- _EXERCISE AIM_
Please pick out and copy every line of the data below that contains the string "negative". Treat uppercase and lowercase letters as different.

- _Stored items_
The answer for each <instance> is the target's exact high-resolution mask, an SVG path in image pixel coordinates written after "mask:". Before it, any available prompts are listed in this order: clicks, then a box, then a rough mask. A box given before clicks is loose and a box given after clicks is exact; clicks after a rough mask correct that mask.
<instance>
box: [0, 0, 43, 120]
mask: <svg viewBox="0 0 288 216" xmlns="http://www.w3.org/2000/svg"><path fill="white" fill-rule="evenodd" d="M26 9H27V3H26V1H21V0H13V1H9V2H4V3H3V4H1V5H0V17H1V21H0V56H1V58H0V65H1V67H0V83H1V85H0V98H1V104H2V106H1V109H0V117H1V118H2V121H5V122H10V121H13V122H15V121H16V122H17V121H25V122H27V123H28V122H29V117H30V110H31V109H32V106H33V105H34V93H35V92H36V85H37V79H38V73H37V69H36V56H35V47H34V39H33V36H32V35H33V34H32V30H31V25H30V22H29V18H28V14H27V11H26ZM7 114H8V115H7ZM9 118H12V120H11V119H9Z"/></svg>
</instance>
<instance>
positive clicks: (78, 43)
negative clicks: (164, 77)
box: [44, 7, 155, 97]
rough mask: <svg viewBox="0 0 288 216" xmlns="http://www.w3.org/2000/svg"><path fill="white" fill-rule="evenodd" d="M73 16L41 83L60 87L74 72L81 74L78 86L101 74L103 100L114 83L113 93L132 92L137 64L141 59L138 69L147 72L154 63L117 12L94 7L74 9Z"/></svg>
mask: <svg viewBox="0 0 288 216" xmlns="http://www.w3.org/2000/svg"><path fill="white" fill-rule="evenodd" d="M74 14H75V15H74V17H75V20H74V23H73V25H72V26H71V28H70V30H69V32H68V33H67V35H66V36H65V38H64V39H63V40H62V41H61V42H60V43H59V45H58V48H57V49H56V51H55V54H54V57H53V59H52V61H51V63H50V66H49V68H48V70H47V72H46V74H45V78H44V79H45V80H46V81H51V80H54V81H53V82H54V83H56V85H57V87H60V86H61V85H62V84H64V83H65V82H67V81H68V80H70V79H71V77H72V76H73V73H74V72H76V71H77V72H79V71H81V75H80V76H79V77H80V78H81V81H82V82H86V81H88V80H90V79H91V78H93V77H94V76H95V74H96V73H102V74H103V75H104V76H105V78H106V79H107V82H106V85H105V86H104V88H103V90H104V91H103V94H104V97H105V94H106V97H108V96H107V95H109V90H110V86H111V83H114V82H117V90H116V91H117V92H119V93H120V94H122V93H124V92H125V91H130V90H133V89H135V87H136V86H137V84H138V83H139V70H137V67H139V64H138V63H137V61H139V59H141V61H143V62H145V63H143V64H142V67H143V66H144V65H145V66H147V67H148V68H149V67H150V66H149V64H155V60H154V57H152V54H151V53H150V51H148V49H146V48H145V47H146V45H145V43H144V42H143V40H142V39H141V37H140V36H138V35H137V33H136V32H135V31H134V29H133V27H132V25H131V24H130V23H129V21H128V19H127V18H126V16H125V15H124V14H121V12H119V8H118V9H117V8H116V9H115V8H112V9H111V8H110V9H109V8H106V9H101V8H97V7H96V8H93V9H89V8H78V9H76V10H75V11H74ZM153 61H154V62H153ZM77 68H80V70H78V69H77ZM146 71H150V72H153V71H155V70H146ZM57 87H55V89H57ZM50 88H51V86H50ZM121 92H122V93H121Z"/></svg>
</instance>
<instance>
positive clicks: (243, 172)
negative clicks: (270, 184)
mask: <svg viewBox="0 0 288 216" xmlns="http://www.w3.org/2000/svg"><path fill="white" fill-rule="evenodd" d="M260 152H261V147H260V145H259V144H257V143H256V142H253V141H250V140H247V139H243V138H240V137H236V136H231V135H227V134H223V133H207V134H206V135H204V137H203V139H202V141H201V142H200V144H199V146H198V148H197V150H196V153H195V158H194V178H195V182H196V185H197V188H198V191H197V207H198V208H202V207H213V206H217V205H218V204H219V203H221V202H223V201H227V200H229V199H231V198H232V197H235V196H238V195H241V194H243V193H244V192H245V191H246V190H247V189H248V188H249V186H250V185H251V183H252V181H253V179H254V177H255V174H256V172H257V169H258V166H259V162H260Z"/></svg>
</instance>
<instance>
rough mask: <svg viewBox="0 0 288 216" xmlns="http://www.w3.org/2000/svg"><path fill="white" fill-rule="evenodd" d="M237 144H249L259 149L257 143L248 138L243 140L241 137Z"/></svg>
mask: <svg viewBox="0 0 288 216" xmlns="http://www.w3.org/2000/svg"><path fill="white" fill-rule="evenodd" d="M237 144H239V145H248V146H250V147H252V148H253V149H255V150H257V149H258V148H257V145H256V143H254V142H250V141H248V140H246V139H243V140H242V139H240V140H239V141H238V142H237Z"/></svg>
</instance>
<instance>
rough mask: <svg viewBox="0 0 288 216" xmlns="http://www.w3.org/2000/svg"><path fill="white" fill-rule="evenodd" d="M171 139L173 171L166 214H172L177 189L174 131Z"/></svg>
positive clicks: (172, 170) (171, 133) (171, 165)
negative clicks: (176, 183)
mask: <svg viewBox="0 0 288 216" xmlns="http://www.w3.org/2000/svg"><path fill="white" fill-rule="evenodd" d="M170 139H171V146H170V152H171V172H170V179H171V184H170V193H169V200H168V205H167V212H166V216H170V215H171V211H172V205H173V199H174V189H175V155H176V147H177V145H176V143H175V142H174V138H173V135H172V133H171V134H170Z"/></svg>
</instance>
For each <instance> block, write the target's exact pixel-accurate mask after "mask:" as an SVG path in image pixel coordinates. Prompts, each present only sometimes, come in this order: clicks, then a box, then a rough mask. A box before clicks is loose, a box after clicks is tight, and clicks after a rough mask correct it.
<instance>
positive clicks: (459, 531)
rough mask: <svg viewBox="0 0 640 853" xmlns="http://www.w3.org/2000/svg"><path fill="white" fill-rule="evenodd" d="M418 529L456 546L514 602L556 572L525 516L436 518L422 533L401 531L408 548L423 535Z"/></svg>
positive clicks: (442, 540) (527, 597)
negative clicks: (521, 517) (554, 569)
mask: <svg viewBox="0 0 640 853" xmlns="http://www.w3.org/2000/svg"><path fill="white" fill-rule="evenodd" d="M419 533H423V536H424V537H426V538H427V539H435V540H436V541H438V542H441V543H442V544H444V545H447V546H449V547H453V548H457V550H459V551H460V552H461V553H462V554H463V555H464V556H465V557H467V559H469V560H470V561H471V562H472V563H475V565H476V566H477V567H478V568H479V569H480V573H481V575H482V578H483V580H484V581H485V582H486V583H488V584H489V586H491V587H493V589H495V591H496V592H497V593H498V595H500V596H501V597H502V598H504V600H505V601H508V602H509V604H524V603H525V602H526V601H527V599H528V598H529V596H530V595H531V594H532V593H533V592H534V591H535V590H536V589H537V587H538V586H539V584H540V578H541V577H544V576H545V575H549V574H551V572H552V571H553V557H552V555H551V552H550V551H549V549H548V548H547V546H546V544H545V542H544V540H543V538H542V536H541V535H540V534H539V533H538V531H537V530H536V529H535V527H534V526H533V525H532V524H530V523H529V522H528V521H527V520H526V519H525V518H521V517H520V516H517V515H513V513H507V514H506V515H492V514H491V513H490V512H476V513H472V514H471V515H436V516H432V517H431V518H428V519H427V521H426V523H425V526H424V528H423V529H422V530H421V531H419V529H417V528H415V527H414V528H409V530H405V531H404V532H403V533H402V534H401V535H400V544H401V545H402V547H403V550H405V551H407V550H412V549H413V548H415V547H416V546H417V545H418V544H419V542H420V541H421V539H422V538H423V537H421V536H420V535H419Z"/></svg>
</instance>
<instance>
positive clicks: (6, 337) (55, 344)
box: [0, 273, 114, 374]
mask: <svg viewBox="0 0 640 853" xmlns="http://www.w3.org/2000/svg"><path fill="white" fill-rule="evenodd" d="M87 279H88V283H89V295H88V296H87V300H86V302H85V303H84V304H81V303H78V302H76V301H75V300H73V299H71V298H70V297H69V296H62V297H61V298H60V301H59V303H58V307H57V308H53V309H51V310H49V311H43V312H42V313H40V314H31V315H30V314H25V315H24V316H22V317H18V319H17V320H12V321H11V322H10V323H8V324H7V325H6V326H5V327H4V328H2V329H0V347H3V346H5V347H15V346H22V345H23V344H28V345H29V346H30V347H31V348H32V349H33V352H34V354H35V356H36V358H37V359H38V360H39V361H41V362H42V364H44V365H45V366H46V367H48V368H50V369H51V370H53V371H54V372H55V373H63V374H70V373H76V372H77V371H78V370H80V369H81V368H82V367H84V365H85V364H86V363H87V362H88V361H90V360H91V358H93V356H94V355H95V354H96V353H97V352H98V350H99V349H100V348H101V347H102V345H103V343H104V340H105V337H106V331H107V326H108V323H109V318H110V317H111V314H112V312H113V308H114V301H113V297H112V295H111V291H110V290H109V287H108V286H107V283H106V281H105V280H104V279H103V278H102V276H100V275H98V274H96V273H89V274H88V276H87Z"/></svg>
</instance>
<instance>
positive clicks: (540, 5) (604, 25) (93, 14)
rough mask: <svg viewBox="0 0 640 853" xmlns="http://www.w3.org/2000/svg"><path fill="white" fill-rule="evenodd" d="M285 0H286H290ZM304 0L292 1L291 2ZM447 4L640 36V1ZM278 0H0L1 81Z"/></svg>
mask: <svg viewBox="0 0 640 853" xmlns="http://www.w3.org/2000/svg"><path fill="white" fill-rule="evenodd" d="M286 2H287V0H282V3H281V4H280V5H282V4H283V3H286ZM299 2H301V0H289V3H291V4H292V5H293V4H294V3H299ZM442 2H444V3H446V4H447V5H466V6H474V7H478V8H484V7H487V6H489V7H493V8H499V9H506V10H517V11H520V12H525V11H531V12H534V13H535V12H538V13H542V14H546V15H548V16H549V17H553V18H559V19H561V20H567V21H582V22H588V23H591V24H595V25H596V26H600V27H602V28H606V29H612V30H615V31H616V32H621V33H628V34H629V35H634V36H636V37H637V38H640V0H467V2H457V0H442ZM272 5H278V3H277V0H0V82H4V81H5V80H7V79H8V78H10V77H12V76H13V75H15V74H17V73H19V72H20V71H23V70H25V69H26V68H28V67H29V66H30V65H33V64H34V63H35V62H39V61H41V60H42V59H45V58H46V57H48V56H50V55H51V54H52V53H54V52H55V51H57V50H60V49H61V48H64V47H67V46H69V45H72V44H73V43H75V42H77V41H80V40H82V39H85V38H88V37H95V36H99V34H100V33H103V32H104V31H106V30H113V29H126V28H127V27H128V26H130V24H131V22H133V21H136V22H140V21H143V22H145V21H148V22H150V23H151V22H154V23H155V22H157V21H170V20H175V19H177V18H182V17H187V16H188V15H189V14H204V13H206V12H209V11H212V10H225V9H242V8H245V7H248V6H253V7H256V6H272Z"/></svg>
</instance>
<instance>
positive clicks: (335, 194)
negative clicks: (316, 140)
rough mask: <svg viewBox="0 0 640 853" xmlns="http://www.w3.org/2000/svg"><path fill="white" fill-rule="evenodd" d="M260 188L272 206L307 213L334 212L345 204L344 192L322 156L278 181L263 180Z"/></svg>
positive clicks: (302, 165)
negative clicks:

- _TASK RESULT_
negative clicks: (164, 77)
negative clicks: (270, 184)
negative clicks: (176, 183)
negative clicks: (521, 517) (554, 569)
negative clicks: (316, 140)
negative clicks:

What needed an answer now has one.